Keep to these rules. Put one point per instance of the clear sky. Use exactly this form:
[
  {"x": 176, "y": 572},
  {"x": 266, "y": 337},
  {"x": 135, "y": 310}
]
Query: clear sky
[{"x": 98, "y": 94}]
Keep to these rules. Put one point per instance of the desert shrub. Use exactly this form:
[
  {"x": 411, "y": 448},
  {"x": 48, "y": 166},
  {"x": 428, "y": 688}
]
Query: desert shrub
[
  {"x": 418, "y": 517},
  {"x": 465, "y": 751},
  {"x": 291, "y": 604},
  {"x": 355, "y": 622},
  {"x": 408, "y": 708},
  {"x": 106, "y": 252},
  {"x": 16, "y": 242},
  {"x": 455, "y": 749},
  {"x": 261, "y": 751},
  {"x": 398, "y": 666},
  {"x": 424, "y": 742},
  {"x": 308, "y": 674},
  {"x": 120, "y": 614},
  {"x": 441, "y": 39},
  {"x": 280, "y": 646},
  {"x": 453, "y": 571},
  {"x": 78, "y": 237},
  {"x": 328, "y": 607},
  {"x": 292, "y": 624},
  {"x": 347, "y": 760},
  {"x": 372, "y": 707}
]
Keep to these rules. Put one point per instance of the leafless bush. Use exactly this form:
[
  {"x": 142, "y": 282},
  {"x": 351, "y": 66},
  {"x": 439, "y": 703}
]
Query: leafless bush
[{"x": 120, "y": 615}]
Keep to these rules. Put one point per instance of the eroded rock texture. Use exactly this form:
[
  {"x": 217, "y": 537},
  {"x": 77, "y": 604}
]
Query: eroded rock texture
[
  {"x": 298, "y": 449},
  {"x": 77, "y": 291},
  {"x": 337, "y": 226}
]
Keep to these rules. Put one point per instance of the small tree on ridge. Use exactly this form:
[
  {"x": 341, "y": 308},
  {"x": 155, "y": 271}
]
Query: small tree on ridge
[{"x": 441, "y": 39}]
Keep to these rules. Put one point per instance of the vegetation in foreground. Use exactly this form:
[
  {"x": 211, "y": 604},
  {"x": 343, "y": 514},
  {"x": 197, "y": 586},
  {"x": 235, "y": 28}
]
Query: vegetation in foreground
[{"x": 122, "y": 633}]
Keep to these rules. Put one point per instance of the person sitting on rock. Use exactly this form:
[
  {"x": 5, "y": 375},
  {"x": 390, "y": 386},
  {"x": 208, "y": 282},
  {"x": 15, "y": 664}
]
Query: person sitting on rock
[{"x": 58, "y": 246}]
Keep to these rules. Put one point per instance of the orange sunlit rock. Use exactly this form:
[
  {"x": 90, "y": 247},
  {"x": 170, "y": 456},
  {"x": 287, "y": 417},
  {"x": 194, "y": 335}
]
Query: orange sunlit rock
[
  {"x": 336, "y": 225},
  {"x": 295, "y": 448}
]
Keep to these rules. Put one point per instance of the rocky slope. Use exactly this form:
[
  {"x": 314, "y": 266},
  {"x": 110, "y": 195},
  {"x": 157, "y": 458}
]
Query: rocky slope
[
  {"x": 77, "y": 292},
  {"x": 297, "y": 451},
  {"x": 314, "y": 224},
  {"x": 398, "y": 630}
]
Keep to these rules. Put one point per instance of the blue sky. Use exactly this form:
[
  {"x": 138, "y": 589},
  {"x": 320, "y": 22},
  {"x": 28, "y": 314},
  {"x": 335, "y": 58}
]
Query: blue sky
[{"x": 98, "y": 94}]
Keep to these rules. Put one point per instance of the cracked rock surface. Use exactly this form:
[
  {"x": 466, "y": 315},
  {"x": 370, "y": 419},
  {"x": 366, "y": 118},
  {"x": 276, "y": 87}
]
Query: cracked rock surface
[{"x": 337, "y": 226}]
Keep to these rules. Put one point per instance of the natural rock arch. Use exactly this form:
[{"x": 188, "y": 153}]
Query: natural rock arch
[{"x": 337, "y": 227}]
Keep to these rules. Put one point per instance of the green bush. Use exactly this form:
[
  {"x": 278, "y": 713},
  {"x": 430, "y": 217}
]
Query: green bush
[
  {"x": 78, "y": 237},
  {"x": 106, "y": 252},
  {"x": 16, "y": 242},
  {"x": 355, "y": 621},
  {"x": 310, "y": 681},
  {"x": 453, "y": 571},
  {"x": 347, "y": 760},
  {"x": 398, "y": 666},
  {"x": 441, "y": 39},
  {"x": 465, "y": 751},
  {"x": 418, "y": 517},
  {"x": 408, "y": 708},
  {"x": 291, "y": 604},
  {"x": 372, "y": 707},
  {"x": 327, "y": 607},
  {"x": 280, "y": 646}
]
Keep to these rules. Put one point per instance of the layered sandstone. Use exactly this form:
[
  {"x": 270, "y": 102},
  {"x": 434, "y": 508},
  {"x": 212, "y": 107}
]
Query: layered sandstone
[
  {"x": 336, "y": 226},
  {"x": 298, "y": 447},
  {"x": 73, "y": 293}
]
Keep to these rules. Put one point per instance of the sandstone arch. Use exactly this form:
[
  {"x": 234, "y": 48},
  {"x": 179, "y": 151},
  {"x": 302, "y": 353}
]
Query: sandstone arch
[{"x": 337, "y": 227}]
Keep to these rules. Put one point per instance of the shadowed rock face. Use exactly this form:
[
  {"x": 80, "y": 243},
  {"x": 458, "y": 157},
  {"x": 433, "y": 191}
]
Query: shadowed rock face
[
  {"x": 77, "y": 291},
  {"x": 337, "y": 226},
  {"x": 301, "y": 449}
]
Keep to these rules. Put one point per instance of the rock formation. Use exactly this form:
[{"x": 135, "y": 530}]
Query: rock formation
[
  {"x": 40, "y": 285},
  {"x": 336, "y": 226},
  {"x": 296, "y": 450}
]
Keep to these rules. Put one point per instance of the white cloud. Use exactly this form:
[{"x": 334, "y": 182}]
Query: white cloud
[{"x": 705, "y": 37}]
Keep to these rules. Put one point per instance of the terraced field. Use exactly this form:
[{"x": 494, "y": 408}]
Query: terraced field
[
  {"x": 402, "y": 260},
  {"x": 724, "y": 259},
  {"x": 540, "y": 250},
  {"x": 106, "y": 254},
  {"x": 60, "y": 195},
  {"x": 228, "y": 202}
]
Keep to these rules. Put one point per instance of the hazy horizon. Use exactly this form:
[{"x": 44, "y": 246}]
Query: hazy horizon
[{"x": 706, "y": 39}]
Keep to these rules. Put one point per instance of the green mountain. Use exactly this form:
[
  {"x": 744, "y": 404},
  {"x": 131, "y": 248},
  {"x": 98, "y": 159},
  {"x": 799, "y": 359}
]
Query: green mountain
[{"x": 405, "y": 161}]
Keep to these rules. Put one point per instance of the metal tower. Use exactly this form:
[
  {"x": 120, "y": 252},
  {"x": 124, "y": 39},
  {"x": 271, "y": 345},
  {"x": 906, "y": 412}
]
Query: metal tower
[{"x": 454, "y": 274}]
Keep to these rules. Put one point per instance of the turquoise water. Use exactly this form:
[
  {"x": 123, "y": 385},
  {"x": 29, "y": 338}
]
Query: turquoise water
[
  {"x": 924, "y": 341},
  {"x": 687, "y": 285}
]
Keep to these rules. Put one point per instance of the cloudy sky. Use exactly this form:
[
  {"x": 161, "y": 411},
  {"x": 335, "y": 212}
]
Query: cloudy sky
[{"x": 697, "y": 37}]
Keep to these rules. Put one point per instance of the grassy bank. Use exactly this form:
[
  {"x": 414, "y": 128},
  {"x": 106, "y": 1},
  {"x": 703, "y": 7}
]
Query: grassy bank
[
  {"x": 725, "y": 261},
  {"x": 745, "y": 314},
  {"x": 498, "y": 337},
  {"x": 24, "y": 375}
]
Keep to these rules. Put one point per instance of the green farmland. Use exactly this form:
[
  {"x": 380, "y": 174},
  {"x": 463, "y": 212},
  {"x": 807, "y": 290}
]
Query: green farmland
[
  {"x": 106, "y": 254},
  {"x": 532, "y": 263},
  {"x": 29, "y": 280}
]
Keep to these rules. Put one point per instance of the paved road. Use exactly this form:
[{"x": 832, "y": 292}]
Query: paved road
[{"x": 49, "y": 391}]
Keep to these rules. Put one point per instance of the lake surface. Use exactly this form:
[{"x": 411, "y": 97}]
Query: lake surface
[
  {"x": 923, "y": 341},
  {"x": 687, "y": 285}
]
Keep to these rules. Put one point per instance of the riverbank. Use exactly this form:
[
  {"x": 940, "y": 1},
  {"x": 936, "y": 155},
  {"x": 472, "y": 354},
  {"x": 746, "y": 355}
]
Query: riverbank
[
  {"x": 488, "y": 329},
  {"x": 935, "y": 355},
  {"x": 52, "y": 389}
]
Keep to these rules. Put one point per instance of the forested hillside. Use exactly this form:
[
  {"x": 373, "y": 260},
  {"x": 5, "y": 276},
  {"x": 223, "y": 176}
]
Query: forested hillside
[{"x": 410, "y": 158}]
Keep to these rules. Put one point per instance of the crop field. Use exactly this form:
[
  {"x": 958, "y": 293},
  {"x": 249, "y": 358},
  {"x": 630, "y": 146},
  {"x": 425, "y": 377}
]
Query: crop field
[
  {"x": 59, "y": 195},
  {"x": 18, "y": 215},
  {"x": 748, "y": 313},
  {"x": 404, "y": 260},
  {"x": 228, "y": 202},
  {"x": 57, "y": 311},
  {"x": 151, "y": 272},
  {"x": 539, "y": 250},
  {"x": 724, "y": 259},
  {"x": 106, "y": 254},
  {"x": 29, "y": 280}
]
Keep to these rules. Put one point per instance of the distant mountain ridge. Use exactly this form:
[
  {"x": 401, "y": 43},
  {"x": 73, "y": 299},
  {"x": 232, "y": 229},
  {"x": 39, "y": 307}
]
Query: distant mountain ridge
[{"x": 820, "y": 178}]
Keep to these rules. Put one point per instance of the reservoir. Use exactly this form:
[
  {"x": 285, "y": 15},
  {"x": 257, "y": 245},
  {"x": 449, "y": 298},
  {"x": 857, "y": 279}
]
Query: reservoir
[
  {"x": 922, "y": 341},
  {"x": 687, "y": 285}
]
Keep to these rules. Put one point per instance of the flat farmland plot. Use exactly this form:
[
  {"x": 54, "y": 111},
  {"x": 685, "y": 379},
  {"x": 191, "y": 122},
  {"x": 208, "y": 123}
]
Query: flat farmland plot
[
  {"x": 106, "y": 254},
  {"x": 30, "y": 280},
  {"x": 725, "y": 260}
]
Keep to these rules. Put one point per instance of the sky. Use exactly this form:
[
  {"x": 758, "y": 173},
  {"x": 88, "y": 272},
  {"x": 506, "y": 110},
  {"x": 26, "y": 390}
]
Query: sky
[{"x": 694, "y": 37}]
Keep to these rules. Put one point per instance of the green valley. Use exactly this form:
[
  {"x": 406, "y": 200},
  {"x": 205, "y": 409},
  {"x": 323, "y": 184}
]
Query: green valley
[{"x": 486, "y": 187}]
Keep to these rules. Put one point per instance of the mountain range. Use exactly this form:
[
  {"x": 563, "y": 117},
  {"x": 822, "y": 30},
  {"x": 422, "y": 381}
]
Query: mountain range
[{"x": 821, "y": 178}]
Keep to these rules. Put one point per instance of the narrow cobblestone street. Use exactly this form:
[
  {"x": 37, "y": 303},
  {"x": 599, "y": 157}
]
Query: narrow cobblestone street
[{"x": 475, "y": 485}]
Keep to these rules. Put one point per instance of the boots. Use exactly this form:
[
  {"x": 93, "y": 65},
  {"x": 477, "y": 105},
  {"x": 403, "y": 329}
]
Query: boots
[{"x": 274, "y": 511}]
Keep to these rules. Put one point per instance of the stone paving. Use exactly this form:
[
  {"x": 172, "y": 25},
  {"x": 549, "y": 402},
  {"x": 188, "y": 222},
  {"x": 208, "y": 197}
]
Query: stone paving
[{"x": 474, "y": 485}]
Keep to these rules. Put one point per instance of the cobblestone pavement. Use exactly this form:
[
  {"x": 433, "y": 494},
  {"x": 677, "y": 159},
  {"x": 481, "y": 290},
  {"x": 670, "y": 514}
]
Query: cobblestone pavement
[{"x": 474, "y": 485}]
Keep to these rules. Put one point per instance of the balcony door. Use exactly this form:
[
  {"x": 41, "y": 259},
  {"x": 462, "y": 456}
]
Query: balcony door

_ _ _

◆ Directions for this task ◆
Take the line that contains "of the stone" and every line after it through the end of the listing above, and repeat them exactly.

◆ Output below ◆
Keep to these rules. Put one point per instance of the stone paving. Use exactly this form:
[
  {"x": 172, "y": 25},
  {"x": 549, "y": 402},
  {"x": 188, "y": 222},
  {"x": 208, "y": 197}
]
Query: stone paving
[{"x": 474, "y": 485}]
Keep to these rules. Put one point per instance of the cobblestone pavement. Use exactly this form:
[
  {"x": 433, "y": 494},
  {"x": 677, "y": 159},
  {"x": 481, "y": 290},
  {"x": 670, "y": 514}
]
Query: cobblestone pavement
[{"x": 474, "y": 485}]
Keep to these rules. Put one point per instance of the balcony door. Use exactly this form:
[
  {"x": 41, "y": 259},
  {"x": 462, "y": 456}
]
Query: balcony door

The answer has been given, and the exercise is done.